>> Start

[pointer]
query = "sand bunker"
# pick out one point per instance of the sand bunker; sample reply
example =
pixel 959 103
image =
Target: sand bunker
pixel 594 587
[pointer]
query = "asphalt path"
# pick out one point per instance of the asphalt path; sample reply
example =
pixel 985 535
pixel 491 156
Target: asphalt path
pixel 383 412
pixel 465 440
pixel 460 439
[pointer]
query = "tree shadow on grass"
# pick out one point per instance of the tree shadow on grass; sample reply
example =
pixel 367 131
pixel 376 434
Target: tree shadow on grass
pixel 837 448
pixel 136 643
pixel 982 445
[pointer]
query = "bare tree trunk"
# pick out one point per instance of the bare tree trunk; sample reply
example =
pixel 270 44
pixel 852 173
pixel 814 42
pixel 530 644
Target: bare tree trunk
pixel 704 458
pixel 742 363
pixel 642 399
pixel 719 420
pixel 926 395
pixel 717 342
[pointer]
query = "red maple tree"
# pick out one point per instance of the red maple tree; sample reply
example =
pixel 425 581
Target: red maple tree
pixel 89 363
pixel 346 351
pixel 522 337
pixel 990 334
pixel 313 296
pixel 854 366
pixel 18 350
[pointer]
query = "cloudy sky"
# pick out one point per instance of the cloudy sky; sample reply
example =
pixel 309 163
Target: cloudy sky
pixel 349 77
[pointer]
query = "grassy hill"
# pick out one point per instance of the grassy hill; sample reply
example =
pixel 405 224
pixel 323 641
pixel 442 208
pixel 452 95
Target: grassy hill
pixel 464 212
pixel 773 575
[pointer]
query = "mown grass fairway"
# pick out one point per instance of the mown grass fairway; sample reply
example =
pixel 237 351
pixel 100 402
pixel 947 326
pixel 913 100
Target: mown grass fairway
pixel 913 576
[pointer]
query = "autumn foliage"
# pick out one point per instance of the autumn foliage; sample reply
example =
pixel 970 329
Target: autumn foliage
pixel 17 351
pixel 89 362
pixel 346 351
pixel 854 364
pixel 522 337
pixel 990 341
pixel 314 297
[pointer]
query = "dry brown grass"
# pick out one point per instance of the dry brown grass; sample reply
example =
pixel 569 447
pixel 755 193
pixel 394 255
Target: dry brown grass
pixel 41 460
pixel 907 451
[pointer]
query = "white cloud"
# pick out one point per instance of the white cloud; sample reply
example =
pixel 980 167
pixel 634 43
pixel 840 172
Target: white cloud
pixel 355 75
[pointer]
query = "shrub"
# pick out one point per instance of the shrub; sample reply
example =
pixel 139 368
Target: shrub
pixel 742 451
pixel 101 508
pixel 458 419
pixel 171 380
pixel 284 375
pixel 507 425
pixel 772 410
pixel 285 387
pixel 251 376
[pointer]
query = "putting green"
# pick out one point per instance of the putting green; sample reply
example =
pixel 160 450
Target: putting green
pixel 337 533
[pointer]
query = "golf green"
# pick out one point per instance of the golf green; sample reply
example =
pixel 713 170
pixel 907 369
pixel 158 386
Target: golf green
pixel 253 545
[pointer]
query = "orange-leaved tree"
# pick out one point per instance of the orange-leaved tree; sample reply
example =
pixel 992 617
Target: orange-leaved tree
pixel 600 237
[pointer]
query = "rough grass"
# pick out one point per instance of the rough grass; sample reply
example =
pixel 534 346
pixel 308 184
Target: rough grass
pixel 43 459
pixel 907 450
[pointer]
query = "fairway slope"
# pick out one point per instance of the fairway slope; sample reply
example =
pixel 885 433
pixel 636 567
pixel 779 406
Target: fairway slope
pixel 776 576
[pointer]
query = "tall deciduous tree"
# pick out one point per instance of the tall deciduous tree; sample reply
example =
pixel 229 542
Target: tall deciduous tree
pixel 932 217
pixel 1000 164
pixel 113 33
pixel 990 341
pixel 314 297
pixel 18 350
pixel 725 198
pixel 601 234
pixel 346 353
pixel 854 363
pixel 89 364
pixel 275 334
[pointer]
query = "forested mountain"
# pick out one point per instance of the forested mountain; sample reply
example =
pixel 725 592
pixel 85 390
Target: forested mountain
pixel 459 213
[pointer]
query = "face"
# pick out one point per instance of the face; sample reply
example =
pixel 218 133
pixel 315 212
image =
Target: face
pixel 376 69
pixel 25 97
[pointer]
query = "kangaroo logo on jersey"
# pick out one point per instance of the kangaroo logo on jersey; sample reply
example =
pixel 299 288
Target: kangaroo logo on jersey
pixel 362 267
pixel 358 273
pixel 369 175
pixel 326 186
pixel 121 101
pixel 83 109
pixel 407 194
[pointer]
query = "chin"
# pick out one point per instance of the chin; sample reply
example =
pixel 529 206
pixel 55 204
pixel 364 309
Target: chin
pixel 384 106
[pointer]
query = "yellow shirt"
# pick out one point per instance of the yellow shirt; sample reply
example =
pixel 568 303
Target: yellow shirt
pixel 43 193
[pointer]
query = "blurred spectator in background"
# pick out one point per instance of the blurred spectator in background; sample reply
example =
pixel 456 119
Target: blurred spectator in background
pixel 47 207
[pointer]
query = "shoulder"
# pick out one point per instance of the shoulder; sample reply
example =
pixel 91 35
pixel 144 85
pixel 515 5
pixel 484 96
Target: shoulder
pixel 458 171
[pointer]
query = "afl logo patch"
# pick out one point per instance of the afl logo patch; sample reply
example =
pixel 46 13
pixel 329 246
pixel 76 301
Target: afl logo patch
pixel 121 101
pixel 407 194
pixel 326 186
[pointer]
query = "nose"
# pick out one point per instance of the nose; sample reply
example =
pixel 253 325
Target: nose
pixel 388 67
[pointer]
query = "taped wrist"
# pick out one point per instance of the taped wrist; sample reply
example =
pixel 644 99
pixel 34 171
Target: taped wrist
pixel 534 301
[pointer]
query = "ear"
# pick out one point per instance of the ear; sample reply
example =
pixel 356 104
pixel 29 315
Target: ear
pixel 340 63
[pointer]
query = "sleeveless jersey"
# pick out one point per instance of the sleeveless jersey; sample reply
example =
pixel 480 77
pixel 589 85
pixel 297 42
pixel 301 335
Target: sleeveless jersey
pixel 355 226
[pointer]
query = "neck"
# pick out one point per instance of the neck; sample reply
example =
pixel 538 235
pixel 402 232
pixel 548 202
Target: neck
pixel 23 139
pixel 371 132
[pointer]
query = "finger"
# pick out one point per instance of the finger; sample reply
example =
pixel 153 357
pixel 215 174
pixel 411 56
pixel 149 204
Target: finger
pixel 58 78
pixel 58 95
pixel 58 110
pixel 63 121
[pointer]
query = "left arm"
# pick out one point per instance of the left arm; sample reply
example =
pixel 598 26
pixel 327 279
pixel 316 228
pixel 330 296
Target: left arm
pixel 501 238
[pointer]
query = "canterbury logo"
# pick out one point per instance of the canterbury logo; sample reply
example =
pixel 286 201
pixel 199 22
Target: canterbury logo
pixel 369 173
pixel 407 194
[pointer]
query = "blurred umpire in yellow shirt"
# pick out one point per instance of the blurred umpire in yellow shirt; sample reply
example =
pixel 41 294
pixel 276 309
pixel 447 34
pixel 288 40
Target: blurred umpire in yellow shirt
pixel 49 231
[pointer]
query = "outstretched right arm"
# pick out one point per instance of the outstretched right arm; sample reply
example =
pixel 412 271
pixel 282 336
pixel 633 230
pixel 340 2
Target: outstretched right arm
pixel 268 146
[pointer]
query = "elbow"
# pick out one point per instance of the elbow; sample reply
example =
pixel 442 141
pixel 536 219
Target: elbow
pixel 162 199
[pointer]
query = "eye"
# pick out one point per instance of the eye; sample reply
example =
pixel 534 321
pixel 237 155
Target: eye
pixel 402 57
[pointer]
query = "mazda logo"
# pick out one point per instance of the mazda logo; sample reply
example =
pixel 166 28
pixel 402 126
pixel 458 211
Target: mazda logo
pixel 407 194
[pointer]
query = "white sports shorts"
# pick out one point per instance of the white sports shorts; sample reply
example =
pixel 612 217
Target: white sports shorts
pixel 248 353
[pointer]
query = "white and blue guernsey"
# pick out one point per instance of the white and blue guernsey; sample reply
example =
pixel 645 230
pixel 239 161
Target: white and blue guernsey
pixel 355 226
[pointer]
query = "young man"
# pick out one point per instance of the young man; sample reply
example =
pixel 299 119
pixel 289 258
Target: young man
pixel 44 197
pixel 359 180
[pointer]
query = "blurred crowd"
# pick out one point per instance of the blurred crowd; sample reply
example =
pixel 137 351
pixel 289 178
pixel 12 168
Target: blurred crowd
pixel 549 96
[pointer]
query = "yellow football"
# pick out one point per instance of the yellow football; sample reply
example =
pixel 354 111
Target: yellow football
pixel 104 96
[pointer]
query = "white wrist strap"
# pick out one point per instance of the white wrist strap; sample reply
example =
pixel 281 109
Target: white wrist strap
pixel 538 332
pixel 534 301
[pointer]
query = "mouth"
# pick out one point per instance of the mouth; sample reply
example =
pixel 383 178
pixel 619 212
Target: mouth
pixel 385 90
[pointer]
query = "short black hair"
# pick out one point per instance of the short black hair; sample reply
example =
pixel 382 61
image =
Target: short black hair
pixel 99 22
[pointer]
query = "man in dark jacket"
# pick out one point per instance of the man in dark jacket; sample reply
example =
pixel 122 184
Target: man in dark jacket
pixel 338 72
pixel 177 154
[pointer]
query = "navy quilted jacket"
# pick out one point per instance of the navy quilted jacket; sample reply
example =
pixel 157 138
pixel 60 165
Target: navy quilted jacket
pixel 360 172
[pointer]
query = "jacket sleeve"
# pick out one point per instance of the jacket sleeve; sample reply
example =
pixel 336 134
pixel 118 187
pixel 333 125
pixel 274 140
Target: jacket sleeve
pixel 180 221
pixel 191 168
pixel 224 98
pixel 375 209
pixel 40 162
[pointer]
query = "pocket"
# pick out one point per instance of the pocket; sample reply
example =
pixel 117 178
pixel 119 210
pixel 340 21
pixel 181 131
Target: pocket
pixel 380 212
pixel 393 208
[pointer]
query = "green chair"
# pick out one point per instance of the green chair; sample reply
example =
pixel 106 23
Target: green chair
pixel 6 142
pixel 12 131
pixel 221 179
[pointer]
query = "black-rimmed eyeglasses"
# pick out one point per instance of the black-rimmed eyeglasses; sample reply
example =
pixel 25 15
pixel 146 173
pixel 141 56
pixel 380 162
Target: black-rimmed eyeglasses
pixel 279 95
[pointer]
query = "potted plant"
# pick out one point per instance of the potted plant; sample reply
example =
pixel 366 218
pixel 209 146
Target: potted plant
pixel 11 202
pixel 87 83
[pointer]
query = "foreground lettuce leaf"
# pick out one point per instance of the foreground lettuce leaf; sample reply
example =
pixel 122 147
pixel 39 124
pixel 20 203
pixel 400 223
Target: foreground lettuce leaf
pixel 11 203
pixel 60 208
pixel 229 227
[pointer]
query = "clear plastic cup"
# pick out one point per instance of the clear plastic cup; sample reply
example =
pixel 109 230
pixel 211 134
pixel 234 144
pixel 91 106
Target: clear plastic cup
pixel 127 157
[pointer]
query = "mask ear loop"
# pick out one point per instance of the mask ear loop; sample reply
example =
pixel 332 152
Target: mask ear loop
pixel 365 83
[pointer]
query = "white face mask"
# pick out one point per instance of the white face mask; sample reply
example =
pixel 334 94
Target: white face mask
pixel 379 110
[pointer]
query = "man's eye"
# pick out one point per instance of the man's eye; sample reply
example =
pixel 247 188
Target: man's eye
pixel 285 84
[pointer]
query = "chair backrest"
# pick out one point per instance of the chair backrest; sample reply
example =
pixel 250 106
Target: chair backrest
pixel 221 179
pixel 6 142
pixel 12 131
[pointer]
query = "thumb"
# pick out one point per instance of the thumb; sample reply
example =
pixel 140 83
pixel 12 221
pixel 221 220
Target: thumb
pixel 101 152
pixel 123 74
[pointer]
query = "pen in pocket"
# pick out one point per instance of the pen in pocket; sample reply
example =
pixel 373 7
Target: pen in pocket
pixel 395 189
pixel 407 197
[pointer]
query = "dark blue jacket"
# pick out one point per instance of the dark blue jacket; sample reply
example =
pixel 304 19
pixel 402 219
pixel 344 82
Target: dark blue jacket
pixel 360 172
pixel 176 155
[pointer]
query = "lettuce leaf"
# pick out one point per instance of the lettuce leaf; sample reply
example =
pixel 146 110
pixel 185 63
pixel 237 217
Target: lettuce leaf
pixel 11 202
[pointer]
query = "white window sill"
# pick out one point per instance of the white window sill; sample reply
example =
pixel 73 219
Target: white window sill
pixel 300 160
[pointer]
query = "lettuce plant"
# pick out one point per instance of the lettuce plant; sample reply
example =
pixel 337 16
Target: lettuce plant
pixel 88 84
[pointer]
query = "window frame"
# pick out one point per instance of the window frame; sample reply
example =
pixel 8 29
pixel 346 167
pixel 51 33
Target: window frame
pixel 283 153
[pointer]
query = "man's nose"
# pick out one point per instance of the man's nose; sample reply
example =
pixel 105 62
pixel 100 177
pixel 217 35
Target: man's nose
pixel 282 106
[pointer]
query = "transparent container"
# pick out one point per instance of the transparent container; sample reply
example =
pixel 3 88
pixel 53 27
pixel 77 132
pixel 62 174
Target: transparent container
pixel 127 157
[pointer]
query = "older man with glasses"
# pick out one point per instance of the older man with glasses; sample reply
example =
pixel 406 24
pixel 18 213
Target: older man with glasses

>> End

**What to work on**
Please filter the entries above and copy every line that contains the word "rimmed". Matching is case-sensitive.

**Output of the exercise**
query = "black-rimmed eyeglasses"
# pick out one point per instance of the black-rimmed eyeglasses; sample reply
Target: black-rimmed eyeglasses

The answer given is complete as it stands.